**Data to examine**
※ ※ ※

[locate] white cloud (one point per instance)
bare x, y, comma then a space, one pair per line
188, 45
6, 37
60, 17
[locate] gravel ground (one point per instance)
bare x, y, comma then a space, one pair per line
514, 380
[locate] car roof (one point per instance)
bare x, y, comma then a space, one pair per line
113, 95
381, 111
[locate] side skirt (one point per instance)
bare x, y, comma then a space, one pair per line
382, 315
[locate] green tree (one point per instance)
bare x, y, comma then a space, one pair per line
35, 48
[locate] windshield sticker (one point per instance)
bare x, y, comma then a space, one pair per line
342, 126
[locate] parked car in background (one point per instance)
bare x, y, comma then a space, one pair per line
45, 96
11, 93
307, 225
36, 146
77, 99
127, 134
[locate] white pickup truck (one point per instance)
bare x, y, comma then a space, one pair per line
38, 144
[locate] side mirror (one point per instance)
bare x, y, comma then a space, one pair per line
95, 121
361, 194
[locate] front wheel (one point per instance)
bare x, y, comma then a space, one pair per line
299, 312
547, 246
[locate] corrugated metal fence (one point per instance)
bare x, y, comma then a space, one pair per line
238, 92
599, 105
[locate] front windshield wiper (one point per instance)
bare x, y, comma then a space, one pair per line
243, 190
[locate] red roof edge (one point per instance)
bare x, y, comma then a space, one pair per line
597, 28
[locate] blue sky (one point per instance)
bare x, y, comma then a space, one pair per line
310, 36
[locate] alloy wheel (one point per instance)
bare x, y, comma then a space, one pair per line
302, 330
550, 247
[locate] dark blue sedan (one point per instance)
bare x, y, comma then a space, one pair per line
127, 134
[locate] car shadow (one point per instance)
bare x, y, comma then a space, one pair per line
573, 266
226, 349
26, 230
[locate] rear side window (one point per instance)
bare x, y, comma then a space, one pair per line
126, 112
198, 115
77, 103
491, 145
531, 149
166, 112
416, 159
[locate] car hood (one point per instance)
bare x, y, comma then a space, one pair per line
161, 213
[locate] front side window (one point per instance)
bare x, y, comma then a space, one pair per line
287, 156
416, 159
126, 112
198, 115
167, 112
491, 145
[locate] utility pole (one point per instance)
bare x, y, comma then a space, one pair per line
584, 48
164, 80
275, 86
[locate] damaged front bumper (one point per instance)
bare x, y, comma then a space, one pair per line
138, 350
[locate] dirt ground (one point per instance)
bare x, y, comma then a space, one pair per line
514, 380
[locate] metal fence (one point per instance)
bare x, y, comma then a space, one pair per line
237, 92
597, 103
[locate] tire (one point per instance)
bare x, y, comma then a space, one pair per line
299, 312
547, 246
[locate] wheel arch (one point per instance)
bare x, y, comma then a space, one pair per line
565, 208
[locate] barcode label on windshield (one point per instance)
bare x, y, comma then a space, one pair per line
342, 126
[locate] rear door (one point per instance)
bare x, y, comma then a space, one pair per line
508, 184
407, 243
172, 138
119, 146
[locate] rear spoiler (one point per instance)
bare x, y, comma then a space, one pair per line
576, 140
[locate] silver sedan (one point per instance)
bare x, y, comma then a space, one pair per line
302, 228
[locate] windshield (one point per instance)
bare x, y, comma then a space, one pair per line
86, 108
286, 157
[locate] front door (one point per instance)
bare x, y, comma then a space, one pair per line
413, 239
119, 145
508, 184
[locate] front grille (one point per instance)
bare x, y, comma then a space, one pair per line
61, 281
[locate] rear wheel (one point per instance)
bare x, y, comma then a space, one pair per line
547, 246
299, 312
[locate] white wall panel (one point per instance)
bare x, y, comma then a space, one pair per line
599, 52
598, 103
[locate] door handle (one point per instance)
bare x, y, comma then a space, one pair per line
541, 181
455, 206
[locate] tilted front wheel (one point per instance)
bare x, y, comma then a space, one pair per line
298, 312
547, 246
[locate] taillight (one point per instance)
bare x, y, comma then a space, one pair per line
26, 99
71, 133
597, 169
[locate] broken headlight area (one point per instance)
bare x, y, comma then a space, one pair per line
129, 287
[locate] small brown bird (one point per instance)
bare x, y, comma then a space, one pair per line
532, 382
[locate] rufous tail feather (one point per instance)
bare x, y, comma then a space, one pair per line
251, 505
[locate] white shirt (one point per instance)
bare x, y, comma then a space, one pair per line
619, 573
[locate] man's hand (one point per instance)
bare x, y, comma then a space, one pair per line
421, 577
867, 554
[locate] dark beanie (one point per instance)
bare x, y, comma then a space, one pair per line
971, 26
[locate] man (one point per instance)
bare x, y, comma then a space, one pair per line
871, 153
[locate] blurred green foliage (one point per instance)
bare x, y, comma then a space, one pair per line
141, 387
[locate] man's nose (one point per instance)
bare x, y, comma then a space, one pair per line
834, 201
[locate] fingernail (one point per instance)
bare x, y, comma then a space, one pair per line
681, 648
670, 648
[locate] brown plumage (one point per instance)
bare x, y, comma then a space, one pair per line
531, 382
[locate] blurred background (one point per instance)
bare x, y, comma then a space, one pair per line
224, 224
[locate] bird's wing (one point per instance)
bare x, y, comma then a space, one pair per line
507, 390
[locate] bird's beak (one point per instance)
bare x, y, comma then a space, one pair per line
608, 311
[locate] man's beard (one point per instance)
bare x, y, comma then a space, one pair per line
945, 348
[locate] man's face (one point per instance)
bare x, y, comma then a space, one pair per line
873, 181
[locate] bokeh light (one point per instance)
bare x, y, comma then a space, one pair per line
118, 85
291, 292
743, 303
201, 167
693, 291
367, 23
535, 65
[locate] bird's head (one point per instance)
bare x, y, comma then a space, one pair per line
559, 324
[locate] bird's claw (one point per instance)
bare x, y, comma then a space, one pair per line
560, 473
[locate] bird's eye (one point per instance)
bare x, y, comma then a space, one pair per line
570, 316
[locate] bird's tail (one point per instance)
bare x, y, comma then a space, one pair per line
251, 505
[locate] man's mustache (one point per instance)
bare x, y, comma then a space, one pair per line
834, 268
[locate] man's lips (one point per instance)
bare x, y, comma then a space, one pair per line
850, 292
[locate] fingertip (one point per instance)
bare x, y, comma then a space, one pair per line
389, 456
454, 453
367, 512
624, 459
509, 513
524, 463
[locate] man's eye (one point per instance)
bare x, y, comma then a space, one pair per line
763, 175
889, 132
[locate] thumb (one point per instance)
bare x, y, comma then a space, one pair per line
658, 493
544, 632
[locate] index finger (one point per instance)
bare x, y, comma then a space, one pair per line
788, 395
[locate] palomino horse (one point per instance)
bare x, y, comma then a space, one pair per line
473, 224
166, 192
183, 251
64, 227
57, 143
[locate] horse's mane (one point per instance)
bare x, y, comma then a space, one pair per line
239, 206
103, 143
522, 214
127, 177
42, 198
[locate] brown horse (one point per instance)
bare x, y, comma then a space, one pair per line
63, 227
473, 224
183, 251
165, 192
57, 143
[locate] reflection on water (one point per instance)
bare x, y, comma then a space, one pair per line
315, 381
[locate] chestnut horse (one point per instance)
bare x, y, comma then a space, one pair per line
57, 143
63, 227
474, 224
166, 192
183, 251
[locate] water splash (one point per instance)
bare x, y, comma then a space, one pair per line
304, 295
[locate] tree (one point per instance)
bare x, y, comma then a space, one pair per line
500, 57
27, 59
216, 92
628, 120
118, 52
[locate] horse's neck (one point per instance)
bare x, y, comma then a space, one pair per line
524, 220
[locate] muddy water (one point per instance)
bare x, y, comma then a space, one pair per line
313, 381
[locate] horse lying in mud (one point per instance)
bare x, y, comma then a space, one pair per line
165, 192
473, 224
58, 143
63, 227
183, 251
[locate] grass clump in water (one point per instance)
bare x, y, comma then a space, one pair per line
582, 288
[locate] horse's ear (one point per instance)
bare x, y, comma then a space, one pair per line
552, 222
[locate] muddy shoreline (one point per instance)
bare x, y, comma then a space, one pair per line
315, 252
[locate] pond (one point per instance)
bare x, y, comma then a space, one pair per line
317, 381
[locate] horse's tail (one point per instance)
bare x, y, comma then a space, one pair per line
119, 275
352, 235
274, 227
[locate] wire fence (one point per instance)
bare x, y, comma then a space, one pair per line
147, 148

※ ※ ※

**Prompt**
Please output exactly the lines from the one containing "[locate] muddy water (one point per instance)" through the end of the records, both included.

**Answer area**
[locate] muddy water (one point per instance)
bare x, y, comma then a space, one pair per line
313, 381
[locate] horse lying in mud (one point per instance)
bare x, y, comma then a space, one pair per line
165, 192
473, 224
58, 143
63, 227
183, 251
[locate] grass clump in water (one point per instance)
bare x, y, comma then a space, one pair per line
582, 288
[locate] horse's ear (one point per instance)
bare x, y, comma then a space, one pair per line
552, 222
[locate] muddy shoreline (one point per instance)
bare x, y, comma then a space, one pair per line
315, 252
[locate] pond (one point per instance)
bare x, y, comma then a space, one pair per line
317, 381
[locate] horse's tail (one point per instance)
bare x, y, comma then a space, one pair per line
119, 275
352, 235
274, 227
[locate] wire fence (one point per instance)
bare x, y, comma then a space, one pair per line
147, 148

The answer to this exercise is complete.